Copy out the rows from the line containing "out the white" through the line containing "[602,127,655,181]", putting "pale tofu block" in place of "white tofu cube" and changing nothing else. Give back only those lines.

Records for this task:
......

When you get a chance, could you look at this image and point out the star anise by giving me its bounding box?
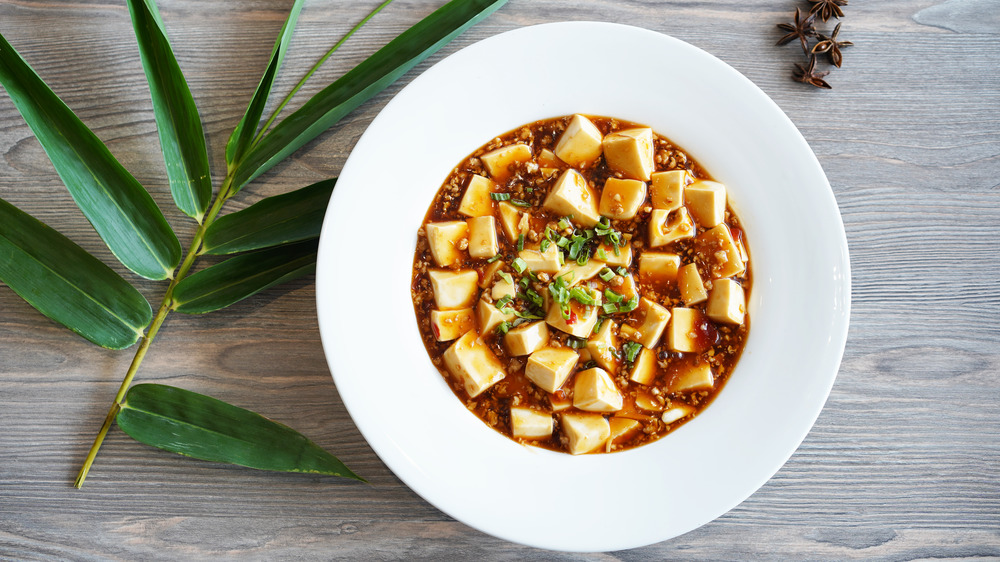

......

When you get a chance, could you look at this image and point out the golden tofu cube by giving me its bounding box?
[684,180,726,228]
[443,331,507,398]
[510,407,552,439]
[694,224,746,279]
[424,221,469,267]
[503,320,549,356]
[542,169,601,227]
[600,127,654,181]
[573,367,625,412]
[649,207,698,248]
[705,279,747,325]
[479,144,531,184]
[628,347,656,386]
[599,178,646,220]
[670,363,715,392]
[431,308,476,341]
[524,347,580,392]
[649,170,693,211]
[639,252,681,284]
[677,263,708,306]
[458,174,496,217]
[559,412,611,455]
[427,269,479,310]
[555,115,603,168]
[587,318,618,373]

......

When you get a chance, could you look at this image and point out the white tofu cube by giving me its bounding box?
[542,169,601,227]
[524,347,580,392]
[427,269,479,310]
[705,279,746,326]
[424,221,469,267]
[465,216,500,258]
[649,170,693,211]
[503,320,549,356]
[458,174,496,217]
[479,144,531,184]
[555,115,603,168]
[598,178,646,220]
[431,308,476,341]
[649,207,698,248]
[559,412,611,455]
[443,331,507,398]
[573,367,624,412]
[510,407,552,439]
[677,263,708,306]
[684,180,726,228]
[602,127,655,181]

......

Answer to the exercise:
When you get a chance, could you look at this image and point out the pale tofu block by giving me its bounding box?
[542,169,601,227]
[524,347,580,392]
[427,269,479,310]
[705,279,746,326]
[424,221,469,267]
[465,216,500,258]
[649,170,693,211]
[503,320,549,356]
[458,174,496,217]
[479,144,531,184]
[555,115,603,168]
[598,178,646,220]
[431,308,476,341]
[649,207,698,248]
[559,412,611,455]
[443,331,507,398]
[573,367,624,412]
[510,407,552,439]
[677,263,708,306]
[684,180,726,228]
[602,127,655,181]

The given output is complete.